▸ **Your instructions**: Retype the listing below line for line, without altering a single character.

▸ **Input data**:
--- begin ---

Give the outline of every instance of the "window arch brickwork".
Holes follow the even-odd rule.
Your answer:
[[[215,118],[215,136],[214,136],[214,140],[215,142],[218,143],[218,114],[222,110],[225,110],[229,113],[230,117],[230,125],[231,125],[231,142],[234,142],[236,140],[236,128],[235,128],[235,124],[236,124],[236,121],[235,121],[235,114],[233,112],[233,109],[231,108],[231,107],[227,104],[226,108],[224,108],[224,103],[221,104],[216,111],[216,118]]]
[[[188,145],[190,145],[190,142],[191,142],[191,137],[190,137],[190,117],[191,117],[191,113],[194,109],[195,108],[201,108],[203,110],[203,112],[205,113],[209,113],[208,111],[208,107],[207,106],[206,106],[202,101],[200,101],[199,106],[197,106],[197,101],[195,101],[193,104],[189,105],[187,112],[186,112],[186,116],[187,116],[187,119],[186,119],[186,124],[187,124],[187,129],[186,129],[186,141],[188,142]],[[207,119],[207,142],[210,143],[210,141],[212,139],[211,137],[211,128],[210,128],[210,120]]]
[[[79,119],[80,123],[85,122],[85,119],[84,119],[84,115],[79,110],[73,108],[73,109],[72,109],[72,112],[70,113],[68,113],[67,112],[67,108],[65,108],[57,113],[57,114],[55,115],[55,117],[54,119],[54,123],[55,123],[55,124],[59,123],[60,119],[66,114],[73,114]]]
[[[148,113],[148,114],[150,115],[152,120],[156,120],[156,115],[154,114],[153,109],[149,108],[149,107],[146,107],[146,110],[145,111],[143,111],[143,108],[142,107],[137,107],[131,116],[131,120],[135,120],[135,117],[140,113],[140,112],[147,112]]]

--- end ---

▸ **Finished task**:
Give the outline of every instance of the "window arch brickwork".
Holes follow the even-odd rule.
Your answer:
[[[215,118],[215,136],[214,136],[214,140],[215,142],[218,143],[218,114],[222,110],[225,110],[229,113],[230,117],[230,125],[231,125],[231,142],[234,142],[236,140],[236,128],[235,128],[235,124],[236,124],[236,121],[235,121],[235,114],[233,112],[233,109],[231,108],[231,107],[227,104],[226,108],[224,108],[224,103],[221,104],[216,111],[216,118]]]
[[[188,145],[190,145],[190,142],[191,142],[191,137],[190,137],[190,117],[191,117],[191,113],[194,109],[195,108],[201,108],[203,110],[203,112],[205,113],[209,113],[208,111],[208,107],[207,106],[206,106],[202,101],[200,101],[199,106],[197,106],[197,101],[195,101],[193,104],[189,105],[187,112],[186,112],[186,116],[187,116],[187,119],[186,119],[186,124],[187,124],[187,129],[186,129],[186,141],[188,142]],[[207,119],[207,142],[210,143],[210,141],[212,139],[211,137],[211,128],[210,128],[210,120]]]
[[[79,119],[80,123],[85,122],[85,119],[84,119],[84,115],[79,110],[73,108],[73,109],[72,109],[72,112],[70,113],[68,113],[67,112],[67,108],[65,108],[57,113],[57,114],[55,115],[55,117],[54,119],[54,123],[55,123],[55,124],[59,123],[60,119],[66,114],[73,114]]]
[[[148,113],[148,114],[150,115],[152,120],[156,120],[156,115],[154,114],[153,109],[149,108],[149,107],[146,107],[146,110],[145,111],[143,111],[143,108],[142,107],[137,107],[131,116],[131,120],[135,120],[135,117],[140,113],[140,112],[147,112]]]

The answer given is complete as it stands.